◆ Yazılı Görevler
a. Aşağıdaki üç ifadenin verilen alıntıyla uyuşup uyuşmadığını belirtin. Her biri için evet ya da hayır deyin ve kararı belirleyen sözleri alıntıdan aynen aktarın.
(i) Konuşmacı, Saint-Gobain'de çalıştığı sürede farklı kültürlerde nasıl iş yapıldığını öğrendiğini söylüyor.
(ii) Konuşmacı Arvento'ya CEO olarak katılmış.
(iii) 4691 sayılı kanun 2005 yılından itibaren geçerli olmak üzere çıkarılmış.
b. Verilen alıntıya göre aşağıdaki soruları yanıtlayın.
(i) Konuşmacı Arvento'ya hangi süreçte katılmış?
(ii) 4691 sayılı kanunun adı nedir?
(iii) Bu kanunun getirdiği vergisel teşvik ve muafiyetler neyle ilgilidir?
c. Verilen alıntıda 4691 sayılı kanunun neden isabetli bulunduğunu lütfen bir ila üç cümleyle açıklayın.

◆ Verilen Alıntı

Aynı şekilde yine bir dünya devi olan Saint-Gobain’de çalıştığım süre zarfında birden fazla kıtada, farklı kültürlerde nasıl iş yapıldığını, dev organizasyonun nasıl idare edildiğini öğrendim. Bunların yanı sıra en küçük birimden en büyüğüne verilerin nasıl ve ne şekilde aktarıldığını, iş hayatındaki başarıların nasıl paylaşıldığını, iş güvenliği ve işçi sağlığına verilen önemi, kurum içi ilişkileri düzenleyen evrensel kuralları yaşayarak öğrendim. Her iki şirkette de tecrübe ederek öğrendiğim takımın bir üyesi olmayı ve işimle ilgili yasal veya bilimsel gelişmeleri takip etmeyi tecrübe ettim.
Bütün bu kazanımlarım ve bilgi birikimle Arvento’nun yeniden yapılanması sürecinde bu güzel aileye CFO olarak katıldım. Yeninden yapılanma ve Arvento’nun daha sağlam temeller üzerinde yükselmesi için çok çalıştık. Bu süreçte; bilgi birikimimi ve tecrübemi kullanma fırsatı buldum. Bildiklerimi ekibimle ve takım arkadaşlarımla paylaştım, bilmediklerimi de onlardan öğrendim. Burada Arvento ile büyümeye ve gelişmeye devam ediyoruz.
GB: Teknokent kanunuyla beraber artan Ar-Ge ve İnnovasyon çalışmaları sizin sektörünüze ne şekilde katkıda bulundu? Arvento’yu bu süreçte başarılı görüyor musunuz?
Akdemir: 2001 yılından geçerli olmak üzere 4691 sayılı Teknoloji Geliştirme Bölgeleri Kanunu çıkarıldı. Bu kanun yazılım ve Ar-Ge faaliyetlerinden elde edilen kazançlar ve bölgede çalışan personelin ücretleri ile ilgili birçok vergisel teşvik ve muafiyet getirmiştir. Ülkemizde Ar-Ge faaliyetlerinin artması bunun sonucunda teknolojik gelişmişliğin yakalanması ve ülke ekonomisine katkıları olması açısından bu kanun isabetli olmuştur.

◆ Sağlanan Malzeme
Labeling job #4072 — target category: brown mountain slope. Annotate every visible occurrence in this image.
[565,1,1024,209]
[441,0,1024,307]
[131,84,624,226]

◆ Görev Sonuçları
a.
(i) Evet: "farklı kültürlerde nasıl iş yapıldığını, dev organizasyonun nasıl idare edildiğini öğrendim"
(ii) Hayır: "bu güzel aileye CFO olarak katıldım"
(iii) Hayır: "2001 yılından geçerli olmak üzere 4691 sayılı Teknoloji Geliştirme Bölgeleri Kanunu çıkarıldı"

b.
(i) Arvento'nun yeniden yapılanması sürecinde.
(ii) Teknoloji Geliştirme Bölgeleri Kanunu.
(iii) Yazılım ve Ar-Ge faaliyetlerinden elde edilen kazançlarla ve bölgede çalışan personelin ücretleriyle ilgilidir.

c. Kanun, ülkede Ar-Ge faaliyetlerinin artmasını sağladığı için isabetli bulunuyor. Alıntıya göre bu artış sayesinde teknolojik gelişmişlik yakalanıyor ve ülke ekonomisine katkı sağlanıyor.